→ WORK TO DO: Please show every line in the entries below that contains the string "drop".

[Location annotation dataset excerpts]

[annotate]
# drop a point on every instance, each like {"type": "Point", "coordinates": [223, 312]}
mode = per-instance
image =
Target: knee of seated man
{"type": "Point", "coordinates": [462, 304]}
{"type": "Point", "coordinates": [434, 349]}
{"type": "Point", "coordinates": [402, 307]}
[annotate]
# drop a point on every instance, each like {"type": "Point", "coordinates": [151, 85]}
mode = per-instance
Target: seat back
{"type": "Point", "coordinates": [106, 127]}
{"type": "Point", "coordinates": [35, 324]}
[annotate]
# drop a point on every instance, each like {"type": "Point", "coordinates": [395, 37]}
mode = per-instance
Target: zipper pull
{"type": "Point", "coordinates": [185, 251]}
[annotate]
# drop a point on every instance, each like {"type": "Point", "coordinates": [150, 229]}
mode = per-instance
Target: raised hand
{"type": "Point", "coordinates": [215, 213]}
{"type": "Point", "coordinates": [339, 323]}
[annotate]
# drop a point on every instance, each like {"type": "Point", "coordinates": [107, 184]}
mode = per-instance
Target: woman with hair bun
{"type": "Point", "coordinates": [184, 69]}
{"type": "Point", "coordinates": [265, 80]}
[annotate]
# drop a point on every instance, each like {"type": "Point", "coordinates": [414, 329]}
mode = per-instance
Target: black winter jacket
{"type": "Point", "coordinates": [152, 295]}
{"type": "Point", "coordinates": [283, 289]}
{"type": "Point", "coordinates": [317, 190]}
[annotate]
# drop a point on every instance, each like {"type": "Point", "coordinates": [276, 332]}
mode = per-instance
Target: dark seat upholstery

→ ANSWER TO THIS PROBLEM:
# drop a point on every instance, each like {"type": "Point", "coordinates": [223, 312]}
# drop a point on every instance, each like {"type": "Point", "coordinates": [151, 85]}
# drop a point on every instance, each like {"type": "Point", "coordinates": [395, 37]}
# drop a point on every instance, each like {"type": "Point", "coordinates": [150, 229]}
# drop a point on every instance, each like {"type": "Point", "coordinates": [107, 184]}
# drop a point on every instance, each like {"type": "Point", "coordinates": [414, 329]}
# drop a point on every instance, each like {"type": "Point", "coordinates": [276, 332]}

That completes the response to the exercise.